ABOUT THIS TASK =
Repeat exactly, and only, the lines below starting at the line that contains "Above is an image. Identify where the cloud" and ending at the line that contains "Above is an image. Identify where the fender", inclusive of both.

-- TASK MATERIAL follows --

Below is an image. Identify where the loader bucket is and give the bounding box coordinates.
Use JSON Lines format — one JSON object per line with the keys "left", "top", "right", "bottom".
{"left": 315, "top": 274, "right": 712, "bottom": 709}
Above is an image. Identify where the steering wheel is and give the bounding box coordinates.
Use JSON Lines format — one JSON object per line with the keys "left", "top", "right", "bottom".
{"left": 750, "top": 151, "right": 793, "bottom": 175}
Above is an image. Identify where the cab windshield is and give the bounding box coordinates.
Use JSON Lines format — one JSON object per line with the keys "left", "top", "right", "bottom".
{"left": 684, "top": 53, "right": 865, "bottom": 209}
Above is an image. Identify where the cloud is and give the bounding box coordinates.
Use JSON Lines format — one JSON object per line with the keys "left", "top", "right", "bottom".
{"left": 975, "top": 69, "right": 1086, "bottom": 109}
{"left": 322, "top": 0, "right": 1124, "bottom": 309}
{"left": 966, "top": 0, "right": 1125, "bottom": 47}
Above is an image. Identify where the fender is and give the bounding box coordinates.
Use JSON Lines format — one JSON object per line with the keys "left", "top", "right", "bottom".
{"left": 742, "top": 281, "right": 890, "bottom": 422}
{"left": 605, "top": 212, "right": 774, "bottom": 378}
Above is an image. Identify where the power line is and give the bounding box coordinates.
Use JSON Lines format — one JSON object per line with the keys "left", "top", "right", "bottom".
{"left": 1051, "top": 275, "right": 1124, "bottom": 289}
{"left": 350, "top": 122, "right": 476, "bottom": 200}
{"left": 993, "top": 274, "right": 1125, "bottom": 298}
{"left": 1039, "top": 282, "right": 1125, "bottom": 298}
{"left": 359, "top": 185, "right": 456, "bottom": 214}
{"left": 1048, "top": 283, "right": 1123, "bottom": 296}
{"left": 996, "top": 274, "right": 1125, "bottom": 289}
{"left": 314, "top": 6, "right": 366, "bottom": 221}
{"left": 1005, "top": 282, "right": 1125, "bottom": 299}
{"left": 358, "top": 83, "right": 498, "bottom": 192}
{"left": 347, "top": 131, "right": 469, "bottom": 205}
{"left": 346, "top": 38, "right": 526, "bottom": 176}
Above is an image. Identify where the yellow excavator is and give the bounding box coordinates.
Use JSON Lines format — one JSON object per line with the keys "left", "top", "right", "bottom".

-- TASK MATERIAL concluded --

ANSWER TO THIS PROBLEM =
Above is an image. Identify where the cloud is and give the bounding box coordinates.
Use JSON Lines format — one JSON object per line with the keys "left", "top", "right", "bottom".
{"left": 975, "top": 69, "right": 1086, "bottom": 109}
{"left": 322, "top": 0, "right": 1124, "bottom": 309}
{"left": 966, "top": 0, "right": 1125, "bottom": 47}
Above is an image. Identify where the fender is and give the bounding box coordinates.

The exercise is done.